### Your task:
Locate each line in the data below that contains the word "white" and copy every such line in full.

/---

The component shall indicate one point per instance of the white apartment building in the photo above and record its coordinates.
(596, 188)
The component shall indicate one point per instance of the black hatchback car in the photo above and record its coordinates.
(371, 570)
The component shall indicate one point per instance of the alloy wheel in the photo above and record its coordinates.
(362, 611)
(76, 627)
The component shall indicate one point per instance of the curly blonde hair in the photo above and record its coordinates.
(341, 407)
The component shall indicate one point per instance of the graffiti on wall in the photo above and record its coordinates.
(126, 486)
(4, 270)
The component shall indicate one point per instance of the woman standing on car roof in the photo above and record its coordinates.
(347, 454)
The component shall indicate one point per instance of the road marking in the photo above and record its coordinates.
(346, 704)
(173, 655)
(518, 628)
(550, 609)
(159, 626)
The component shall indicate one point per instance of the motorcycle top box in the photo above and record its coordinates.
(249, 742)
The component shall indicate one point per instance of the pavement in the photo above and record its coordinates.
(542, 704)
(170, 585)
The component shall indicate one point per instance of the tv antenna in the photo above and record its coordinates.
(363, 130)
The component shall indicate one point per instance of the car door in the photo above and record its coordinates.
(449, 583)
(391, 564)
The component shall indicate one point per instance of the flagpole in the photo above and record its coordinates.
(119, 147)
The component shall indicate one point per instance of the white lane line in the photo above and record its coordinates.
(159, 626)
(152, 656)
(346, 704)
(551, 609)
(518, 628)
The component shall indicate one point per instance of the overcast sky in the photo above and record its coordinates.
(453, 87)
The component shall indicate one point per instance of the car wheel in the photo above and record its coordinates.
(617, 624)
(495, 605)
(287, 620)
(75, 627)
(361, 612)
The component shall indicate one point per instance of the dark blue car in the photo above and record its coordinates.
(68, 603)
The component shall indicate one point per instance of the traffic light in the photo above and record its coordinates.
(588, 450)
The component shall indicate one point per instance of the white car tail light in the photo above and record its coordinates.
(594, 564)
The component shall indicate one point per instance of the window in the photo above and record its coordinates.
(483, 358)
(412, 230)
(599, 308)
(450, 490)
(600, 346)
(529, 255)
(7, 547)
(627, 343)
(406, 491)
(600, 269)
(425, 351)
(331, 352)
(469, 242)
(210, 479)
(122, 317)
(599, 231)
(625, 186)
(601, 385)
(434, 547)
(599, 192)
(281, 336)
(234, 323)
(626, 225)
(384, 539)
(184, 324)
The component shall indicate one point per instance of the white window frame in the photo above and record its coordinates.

\---
/---

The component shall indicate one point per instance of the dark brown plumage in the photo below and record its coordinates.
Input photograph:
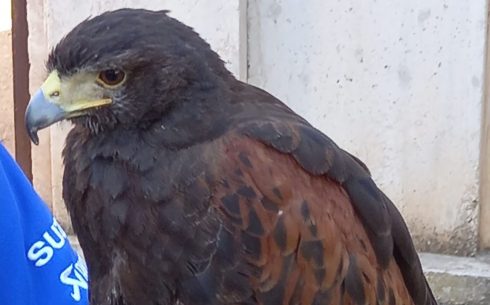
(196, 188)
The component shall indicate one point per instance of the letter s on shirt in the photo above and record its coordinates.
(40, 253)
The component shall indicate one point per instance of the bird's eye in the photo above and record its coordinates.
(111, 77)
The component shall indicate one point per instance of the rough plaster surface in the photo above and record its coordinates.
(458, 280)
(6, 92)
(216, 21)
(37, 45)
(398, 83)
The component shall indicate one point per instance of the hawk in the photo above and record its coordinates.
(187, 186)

\---

### Result of the exercise:
The component shall indicate one point per instance of the white apartment building in the photo above and record its coordinates.
The component shall indicate one point per instance of the white lane line in the photo above and record its coordinates.
The component shall indicate one point per instance of the white car tail light in the photo above and record its coordinates.
The component shall indicate one point per instance of the white window frame in the photo above and record its coordinates.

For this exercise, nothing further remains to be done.